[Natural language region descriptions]
···
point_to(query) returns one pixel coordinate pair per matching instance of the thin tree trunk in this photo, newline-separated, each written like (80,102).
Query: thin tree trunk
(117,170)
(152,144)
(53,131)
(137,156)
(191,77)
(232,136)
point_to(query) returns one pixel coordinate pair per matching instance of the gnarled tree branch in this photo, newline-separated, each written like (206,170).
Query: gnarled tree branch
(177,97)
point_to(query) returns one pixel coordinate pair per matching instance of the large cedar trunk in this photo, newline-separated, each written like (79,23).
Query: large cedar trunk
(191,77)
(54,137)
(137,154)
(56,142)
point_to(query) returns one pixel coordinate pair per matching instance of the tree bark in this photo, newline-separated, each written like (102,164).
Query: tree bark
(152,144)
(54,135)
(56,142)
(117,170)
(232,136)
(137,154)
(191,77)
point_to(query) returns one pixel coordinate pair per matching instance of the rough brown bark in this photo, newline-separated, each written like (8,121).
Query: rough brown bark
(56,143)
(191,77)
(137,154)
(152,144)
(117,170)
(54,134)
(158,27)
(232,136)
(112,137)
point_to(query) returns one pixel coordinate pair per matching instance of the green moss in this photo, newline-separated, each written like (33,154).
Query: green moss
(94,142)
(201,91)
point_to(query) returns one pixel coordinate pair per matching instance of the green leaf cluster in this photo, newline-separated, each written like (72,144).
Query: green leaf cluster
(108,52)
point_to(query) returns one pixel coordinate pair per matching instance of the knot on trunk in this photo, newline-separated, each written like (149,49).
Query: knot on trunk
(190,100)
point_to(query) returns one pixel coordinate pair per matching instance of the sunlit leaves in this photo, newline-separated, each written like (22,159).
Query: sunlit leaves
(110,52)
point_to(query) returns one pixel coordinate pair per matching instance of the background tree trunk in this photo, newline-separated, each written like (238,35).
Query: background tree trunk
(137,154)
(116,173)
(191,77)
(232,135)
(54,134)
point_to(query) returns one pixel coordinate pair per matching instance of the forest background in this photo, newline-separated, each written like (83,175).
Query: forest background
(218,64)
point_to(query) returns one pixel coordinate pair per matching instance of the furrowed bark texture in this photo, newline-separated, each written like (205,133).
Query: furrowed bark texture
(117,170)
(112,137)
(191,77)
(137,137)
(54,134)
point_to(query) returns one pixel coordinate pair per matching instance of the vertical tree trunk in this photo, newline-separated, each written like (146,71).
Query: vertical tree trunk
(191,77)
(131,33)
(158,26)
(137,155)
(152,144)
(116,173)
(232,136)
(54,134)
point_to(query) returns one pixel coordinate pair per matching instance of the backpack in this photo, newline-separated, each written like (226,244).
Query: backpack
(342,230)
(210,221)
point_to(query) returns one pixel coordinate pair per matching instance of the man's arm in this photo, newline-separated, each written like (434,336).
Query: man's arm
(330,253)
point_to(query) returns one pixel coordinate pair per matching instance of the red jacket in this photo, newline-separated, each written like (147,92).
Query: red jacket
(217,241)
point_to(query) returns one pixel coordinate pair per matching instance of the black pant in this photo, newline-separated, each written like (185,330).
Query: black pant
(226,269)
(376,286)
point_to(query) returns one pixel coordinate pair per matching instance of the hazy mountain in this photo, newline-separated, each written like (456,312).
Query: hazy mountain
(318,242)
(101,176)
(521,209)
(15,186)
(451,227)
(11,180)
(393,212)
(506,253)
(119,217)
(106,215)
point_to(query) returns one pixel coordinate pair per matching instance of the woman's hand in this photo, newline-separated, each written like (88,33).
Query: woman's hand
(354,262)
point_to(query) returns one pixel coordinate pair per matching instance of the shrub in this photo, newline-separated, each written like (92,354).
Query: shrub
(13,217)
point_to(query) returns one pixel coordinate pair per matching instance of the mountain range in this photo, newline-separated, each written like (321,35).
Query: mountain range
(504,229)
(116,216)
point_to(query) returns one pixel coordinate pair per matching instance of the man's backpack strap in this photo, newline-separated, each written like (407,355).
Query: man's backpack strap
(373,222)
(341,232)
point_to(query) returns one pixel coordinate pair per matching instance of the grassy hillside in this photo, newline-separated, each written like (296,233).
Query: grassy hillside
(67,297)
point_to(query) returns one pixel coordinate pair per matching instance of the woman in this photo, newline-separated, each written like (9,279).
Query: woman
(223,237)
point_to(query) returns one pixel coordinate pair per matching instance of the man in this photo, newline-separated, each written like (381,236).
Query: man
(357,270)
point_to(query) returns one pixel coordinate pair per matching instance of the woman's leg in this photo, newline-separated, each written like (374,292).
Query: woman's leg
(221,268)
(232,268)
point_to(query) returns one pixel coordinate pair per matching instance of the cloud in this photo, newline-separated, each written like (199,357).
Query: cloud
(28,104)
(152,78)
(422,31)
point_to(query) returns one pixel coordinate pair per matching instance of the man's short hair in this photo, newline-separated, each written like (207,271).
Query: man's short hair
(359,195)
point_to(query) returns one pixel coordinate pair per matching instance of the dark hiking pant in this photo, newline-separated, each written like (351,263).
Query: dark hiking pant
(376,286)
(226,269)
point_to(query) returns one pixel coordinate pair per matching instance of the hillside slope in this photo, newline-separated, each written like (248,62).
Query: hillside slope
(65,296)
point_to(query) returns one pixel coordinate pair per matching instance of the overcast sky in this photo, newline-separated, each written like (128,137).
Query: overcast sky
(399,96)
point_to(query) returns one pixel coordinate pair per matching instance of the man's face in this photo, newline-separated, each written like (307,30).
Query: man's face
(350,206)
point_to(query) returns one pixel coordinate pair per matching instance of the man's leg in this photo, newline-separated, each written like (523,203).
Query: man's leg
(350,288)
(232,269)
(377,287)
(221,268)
···
DIRECTIONS FOR THIS TASK:
Repeat the entries verbatim through the line with "written like (8,121).".

OUTPUT FOR THIS EXERCISE:
point_to(query) returns one pixel coordinate pair per matching instance of the thin tree trunk in this photo, newline-separated, each written like (80,102).
Query: thin tree trunk
(117,170)
(152,144)
(53,131)
(137,156)
(191,77)
(232,136)
point_to(query) returns one pixel coordinate pair per matching instance of the gnarled tree branch in this photo, newline-separated, each written like (206,170).
Query: gnarled tree branch
(177,97)
point_to(query) returns one pixel coordinate pair per matching instance of the large cedar trunk in this photo, newline-separated, each written like (79,23).
Query: large cedar trunk
(191,77)
(54,137)
(137,154)
(56,142)
point_to(query) returns one pixel coordinate pair per matching instance of the tree bark in this photo, newline-separated, each written like (102,164).
Query: tree bark
(152,144)
(54,135)
(56,142)
(117,170)
(232,136)
(137,154)
(191,77)
point_to(query) returns one pixel coordinate pair per matching instance of the rough brown bark in this photo, newline-separated, each written like (8,121).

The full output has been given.